Your task: Count the lines in the following items that contain the string "glass", and give only that number.

Data for the task:

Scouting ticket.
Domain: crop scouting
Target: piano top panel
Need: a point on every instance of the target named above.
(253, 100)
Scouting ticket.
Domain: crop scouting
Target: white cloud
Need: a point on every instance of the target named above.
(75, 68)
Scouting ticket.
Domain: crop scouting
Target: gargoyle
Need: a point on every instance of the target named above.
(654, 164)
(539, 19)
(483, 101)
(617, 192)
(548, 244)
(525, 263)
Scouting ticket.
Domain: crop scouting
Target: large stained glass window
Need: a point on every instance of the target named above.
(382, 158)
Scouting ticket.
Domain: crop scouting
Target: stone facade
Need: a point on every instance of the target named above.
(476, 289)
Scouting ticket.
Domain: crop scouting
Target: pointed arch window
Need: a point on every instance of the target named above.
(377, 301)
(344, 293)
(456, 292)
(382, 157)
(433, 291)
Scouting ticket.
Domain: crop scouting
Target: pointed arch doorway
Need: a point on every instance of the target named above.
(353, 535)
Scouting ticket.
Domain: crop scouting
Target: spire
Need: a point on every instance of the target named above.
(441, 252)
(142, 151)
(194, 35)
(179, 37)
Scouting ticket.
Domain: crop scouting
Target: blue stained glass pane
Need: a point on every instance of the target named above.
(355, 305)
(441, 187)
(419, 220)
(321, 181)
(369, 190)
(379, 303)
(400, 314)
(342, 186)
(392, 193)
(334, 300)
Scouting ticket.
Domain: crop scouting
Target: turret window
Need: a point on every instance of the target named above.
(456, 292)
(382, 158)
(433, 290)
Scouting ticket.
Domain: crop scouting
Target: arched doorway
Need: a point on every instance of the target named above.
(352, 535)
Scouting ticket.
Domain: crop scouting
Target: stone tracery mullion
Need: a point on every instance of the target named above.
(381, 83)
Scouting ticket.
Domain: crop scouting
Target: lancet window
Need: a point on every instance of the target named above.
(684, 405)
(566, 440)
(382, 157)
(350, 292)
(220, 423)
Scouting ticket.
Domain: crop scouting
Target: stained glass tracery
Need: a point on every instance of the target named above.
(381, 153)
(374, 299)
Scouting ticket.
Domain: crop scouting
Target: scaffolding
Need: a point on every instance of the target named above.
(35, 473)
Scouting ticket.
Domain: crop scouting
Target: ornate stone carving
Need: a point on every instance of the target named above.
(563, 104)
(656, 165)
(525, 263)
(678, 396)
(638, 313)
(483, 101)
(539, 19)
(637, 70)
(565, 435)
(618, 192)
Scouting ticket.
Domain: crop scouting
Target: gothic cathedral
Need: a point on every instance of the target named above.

Task response: 3